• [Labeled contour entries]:
------------------------------------------------------------------------

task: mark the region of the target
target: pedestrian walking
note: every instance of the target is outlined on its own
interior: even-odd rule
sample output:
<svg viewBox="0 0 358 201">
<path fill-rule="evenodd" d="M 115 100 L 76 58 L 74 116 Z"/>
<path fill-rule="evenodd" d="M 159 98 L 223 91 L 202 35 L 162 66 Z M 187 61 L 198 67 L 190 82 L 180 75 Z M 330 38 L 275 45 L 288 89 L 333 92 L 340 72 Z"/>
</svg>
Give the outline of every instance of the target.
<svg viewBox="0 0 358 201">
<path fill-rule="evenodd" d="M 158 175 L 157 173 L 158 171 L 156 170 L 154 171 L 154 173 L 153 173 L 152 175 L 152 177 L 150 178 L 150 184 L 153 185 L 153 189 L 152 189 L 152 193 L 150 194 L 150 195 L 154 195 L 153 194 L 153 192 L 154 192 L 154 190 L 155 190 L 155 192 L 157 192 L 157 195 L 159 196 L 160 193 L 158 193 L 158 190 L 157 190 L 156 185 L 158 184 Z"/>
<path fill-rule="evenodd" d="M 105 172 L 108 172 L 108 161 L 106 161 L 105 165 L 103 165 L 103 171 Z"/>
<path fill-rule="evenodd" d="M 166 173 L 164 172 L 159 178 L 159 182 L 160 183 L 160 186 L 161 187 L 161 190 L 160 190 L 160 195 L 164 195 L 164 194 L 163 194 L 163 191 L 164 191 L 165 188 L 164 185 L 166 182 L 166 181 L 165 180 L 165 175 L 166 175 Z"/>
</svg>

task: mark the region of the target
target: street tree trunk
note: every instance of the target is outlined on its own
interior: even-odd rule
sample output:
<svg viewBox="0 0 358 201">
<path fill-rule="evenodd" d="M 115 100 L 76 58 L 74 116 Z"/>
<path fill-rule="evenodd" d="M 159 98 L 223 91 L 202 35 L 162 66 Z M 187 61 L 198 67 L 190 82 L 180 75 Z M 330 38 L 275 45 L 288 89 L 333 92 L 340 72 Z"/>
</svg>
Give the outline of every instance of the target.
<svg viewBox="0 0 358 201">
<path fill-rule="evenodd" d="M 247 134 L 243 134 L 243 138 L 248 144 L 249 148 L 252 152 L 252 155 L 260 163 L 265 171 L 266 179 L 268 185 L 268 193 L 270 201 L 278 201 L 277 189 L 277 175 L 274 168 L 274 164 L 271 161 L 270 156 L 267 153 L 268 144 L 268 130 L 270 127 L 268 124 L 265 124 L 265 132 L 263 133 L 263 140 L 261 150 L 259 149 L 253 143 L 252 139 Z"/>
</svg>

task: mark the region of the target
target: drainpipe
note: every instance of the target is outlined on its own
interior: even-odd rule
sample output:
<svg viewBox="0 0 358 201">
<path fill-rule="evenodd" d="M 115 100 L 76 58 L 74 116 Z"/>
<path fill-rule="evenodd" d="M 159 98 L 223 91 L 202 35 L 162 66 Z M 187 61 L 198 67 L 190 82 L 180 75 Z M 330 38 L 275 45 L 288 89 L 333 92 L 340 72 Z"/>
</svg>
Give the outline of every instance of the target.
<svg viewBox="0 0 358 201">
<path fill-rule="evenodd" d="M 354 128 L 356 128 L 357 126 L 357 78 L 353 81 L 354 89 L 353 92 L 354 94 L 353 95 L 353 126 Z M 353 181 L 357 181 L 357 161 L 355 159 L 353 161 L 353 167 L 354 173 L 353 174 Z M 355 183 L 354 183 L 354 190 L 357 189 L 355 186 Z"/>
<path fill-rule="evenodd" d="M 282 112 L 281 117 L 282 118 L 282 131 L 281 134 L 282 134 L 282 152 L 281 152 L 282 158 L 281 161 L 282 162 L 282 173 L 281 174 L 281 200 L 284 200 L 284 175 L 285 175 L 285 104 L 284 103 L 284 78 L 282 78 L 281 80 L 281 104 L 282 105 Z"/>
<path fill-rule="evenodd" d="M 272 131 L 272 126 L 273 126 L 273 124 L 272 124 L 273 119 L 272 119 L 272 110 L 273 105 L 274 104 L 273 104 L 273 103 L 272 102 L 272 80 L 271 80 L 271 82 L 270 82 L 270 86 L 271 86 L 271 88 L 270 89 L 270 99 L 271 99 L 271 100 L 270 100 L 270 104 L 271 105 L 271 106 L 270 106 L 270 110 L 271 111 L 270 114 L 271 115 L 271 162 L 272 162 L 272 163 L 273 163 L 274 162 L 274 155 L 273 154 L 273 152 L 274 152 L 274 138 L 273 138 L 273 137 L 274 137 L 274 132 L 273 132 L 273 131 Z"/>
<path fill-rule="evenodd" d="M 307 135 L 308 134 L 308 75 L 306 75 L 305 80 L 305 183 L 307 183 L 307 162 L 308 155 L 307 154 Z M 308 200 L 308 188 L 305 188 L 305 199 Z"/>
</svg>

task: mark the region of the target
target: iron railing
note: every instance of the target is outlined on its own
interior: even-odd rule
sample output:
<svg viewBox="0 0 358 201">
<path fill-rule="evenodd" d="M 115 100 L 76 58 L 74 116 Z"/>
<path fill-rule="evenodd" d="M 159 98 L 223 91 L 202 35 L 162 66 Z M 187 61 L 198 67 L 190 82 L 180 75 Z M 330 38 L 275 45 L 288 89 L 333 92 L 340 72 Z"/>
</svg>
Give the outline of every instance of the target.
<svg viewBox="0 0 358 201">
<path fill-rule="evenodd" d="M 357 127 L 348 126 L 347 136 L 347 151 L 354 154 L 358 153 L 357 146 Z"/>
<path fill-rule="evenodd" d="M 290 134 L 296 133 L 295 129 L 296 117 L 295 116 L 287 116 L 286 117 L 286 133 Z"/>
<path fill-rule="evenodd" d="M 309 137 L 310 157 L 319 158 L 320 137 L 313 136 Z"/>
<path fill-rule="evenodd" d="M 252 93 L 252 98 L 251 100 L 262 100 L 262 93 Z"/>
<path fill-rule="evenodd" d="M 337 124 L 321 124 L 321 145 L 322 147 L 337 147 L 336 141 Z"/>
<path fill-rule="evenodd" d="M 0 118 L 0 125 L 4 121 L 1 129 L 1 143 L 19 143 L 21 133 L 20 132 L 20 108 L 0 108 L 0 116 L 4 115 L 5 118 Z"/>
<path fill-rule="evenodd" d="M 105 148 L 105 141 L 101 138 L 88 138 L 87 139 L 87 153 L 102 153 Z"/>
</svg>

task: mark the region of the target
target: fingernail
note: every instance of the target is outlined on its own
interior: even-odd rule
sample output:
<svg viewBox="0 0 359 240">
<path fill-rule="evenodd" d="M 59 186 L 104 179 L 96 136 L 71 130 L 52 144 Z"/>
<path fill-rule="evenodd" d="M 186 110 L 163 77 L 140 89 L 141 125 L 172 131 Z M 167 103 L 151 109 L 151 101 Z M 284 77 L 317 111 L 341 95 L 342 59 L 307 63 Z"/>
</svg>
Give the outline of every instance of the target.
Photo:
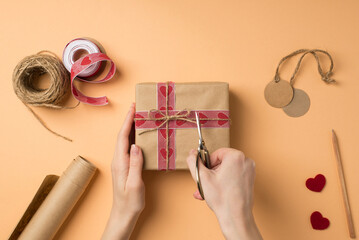
<svg viewBox="0 0 359 240">
<path fill-rule="evenodd" d="M 135 144 L 131 145 L 131 154 L 137 155 L 138 154 L 138 147 Z"/>
<path fill-rule="evenodd" d="M 196 154 L 196 150 L 191 149 L 191 151 L 189 151 L 189 154 Z"/>
</svg>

------------------------------------------------------------------------

• [Exercise aim]: Reproduce all of the entries above word for word, but drop the pictures.

• [Answer to the problem]:
task: mark the region of the target
target: pedestrian walking
note: every instance of the target is outlined on its own
interior: even-odd rule
sample output:
<svg viewBox="0 0 358 201">
<path fill-rule="evenodd" d="M 115 100 L 76 58 L 74 116 Z"/>
<path fill-rule="evenodd" d="M 159 98 L 223 91 L 202 35 L 162 66 Z M 187 61 L 198 67 L 190 82 L 180 75 Z M 330 38 L 275 45 L 288 89 L 333 92 L 340 72 Z"/>
</svg>
Give the outline of every instance of the target.
<svg viewBox="0 0 358 201">
<path fill-rule="evenodd" d="M 158 175 L 157 173 L 158 171 L 156 170 L 154 171 L 154 173 L 153 173 L 152 175 L 152 177 L 150 178 L 150 184 L 153 185 L 153 189 L 152 189 L 152 193 L 150 194 L 150 195 L 154 195 L 153 194 L 153 192 L 154 192 L 154 190 L 155 190 L 155 192 L 157 192 L 157 195 L 159 196 L 160 193 L 158 193 L 158 190 L 157 190 L 156 185 L 158 184 Z"/>
<path fill-rule="evenodd" d="M 105 172 L 108 172 L 108 161 L 106 161 L 105 165 L 103 165 L 103 171 Z"/>
<path fill-rule="evenodd" d="M 166 173 L 164 172 L 159 178 L 159 182 L 160 183 L 160 186 L 161 187 L 161 190 L 160 190 L 160 195 L 164 195 L 164 194 L 163 194 L 163 191 L 164 191 L 165 188 L 164 185 L 166 182 L 166 181 L 165 180 L 165 175 L 166 175 Z"/>
</svg>

task: mark the region of the target
target: street tree trunk
note: every instance of the target is outlined on its own
interior: even-odd rule
sample output:
<svg viewBox="0 0 358 201">
<path fill-rule="evenodd" d="M 115 100 L 76 58 L 74 116 Z"/>
<path fill-rule="evenodd" d="M 159 98 L 223 91 L 202 35 L 162 66 Z M 187 61 L 198 67 L 190 82 L 180 75 Z M 330 38 L 275 45 L 288 89 L 333 92 L 340 72 Z"/>
</svg>
Give the outline of every instance of the target.
<svg viewBox="0 0 358 201">
<path fill-rule="evenodd" d="M 247 134 L 243 134 L 243 138 L 248 144 L 249 148 L 252 152 L 252 155 L 260 163 L 265 171 L 266 179 L 268 185 L 268 193 L 270 201 L 278 201 L 277 189 L 277 175 L 274 168 L 274 164 L 271 161 L 270 156 L 267 153 L 268 144 L 268 130 L 270 127 L 268 124 L 265 124 L 265 132 L 263 133 L 263 140 L 261 150 L 259 149 L 253 143 L 252 139 Z"/>
</svg>

task: mark the region of the target
target: drainpipe
note: every instance of the target is outlined on its own
interior: even-odd rule
sample output:
<svg viewBox="0 0 358 201">
<path fill-rule="evenodd" d="M 115 100 L 76 58 L 74 116 Z"/>
<path fill-rule="evenodd" d="M 159 98 L 223 91 L 202 35 L 162 66 Z M 187 61 L 198 67 L 190 82 L 180 75 Z M 330 38 L 275 45 L 288 89 L 333 92 L 340 72 Z"/>
</svg>
Give the outline of every instance of the target.
<svg viewBox="0 0 358 201">
<path fill-rule="evenodd" d="M 354 128 L 356 128 L 357 126 L 357 78 L 353 81 L 354 89 L 353 92 L 354 94 L 353 95 L 353 126 Z M 353 181 L 357 181 L 357 161 L 355 159 L 353 161 L 353 167 L 354 173 L 353 174 Z M 355 183 L 354 183 L 354 190 L 357 189 L 355 186 Z"/>
<path fill-rule="evenodd" d="M 282 112 L 281 117 L 282 118 L 282 131 L 281 134 L 282 134 L 282 152 L 281 152 L 282 158 L 281 161 L 282 162 L 282 173 L 281 174 L 281 200 L 284 200 L 284 175 L 285 175 L 285 104 L 284 103 L 284 78 L 282 78 L 281 80 L 281 104 L 282 105 Z"/>
<path fill-rule="evenodd" d="M 272 131 L 272 126 L 273 126 L 273 124 L 272 124 L 273 119 L 272 119 L 272 110 L 273 105 L 274 104 L 273 104 L 273 103 L 272 102 L 272 80 L 271 80 L 271 82 L 270 82 L 270 86 L 271 86 L 271 88 L 270 89 L 270 99 L 271 99 L 271 100 L 270 100 L 270 104 L 271 105 L 271 106 L 270 106 L 270 110 L 271 111 L 270 114 L 271 115 L 271 162 L 272 162 L 272 163 L 273 163 L 274 162 L 274 155 L 273 154 L 273 152 L 274 152 L 274 138 L 273 138 L 273 137 L 274 137 L 274 132 L 273 132 L 273 131 Z"/>
<path fill-rule="evenodd" d="M 307 135 L 308 134 L 308 75 L 306 75 L 305 80 L 305 183 L 307 183 L 307 162 L 308 155 L 307 154 Z M 308 200 L 308 188 L 305 188 L 305 199 Z"/>
</svg>

task: mark the region of the target
target: iron railing
note: every instance of the target is outlined on its own
interior: even-odd rule
sample output:
<svg viewBox="0 0 358 201">
<path fill-rule="evenodd" d="M 115 100 L 76 58 L 74 116 Z"/>
<path fill-rule="evenodd" d="M 159 98 L 223 91 L 202 35 L 162 66 Z M 187 61 L 198 67 L 190 82 L 180 75 Z M 330 38 L 275 45 L 288 89 L 333 92 L 340 72 Z"/>
</svg>
Give the outline of every instance of the target.
<svg viewBox="0 0 358 201">
<path fill-rule="evenodd" d="M 357 127 L 348 126 L 347 136 L 347 151 L 354 154 L 358 153 L 357 146 Z"/>
<path fill-rule="evenodd" d="M 290 134 L 296 133 L 295 129 L 296 117 L 295 116 L 287 116 L 286 117 L 286 133 Z"/>
<path fill-rule="evenodd" d="M 309 137 L 310 157 L 319 158 L 320 137 L 313 136 Z"/>
<path fill-rule="evenodd" d="M 252 93 L 252 98 L 251 100 L 262 100 L 262 93 Z"/>
<path fill-rule="evenodd" d="M 337 124 L 321 124 L 321 145 L 322 147 L 337 147 L 336 141 Z"/>
<path fill-rule="evenodd" d="M 0 118 L 0 125 L 4 121 L 1 129 L 1 143 L 19 143 L 21 133 L 20 132 L 20 108 L 0 108 L 0 116 L 4 115 L 5 118 Z"/>
<path fill-rule="evenodd" d="M 105 148 L 105 141 L 101 138 L 88 138 L 87 139 L 87 153 L 102 153 Z"/>
</svg>

task: mark the region of the target
target: fingernail
note: every instance of the target is outlined on its own
interior: even-odd rule
sample output:
<svg viewBox="0 0 359 240">
<path fill-rule="evenodd" d="M 59 186 L 104 179 L 96 136 L 71 130 L 52 144 Z"/>
<path fill-rule="evenodd" d="M 186 110 L 163 77 L 140 89 L 141 125 L 172 131 Z M 167 103 L 151 109 L 151 101 Z M 284 77 L 317 111 L 341 95 L 342 59 L 307 63 Z"/>
</svg>
Give the outline of every instance of the target.
Photo:
<svg viewBox="0 0 359 240">
<path fill-rule="evenodd" d="M 135 144 L 131 145 L 131 154 L 137 155 L 138 154 L 138 147 Z"/>
<path fill-rule="evenodd" d="M 196 154 L 196 150 L 191 149 L 191 151 L 189 151 L 189 154 Z"/>
</svg>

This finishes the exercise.